**İstem**: Aşağıdaki verilerde "path" dizesini içeren tüm satırları topla.

━━ Veri kümesi ━━

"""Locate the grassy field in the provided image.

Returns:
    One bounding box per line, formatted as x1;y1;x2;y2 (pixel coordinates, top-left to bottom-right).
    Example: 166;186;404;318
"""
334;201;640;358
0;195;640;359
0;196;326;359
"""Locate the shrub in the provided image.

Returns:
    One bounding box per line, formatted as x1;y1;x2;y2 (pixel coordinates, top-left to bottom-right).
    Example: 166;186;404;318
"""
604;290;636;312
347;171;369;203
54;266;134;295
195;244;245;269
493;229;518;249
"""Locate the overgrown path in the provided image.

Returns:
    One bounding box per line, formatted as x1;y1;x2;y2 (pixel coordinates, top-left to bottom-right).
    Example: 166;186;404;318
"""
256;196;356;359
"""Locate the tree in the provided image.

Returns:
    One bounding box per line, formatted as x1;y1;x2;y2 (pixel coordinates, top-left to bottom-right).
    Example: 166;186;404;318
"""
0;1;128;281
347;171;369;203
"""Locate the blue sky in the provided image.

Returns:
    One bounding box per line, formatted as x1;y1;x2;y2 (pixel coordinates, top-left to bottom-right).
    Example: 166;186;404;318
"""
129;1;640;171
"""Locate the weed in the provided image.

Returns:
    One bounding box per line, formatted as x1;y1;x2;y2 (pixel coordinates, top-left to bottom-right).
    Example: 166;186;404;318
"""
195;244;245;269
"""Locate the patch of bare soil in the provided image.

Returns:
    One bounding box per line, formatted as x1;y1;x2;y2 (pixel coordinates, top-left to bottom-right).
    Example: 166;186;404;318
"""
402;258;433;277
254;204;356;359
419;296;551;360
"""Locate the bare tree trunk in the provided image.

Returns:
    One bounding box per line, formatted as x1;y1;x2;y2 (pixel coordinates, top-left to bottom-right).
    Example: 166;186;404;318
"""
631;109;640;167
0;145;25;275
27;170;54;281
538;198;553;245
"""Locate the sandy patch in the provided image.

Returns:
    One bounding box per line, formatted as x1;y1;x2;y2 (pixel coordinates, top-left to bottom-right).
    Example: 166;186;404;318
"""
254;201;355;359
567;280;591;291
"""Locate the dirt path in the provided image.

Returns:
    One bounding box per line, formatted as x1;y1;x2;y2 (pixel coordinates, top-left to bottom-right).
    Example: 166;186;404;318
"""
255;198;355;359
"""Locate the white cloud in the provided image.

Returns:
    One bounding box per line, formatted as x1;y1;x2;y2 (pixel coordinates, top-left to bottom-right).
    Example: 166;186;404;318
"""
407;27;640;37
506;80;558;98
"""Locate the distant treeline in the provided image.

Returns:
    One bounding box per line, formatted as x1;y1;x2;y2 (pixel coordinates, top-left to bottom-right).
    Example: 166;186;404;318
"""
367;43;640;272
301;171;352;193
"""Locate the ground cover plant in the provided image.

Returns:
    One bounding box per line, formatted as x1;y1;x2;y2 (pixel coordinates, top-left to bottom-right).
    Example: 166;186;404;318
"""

━━━

**Doğru yanıt**:
"""Locate the overgrown path in the provided image.
"""Locate the dirt path in the provided image.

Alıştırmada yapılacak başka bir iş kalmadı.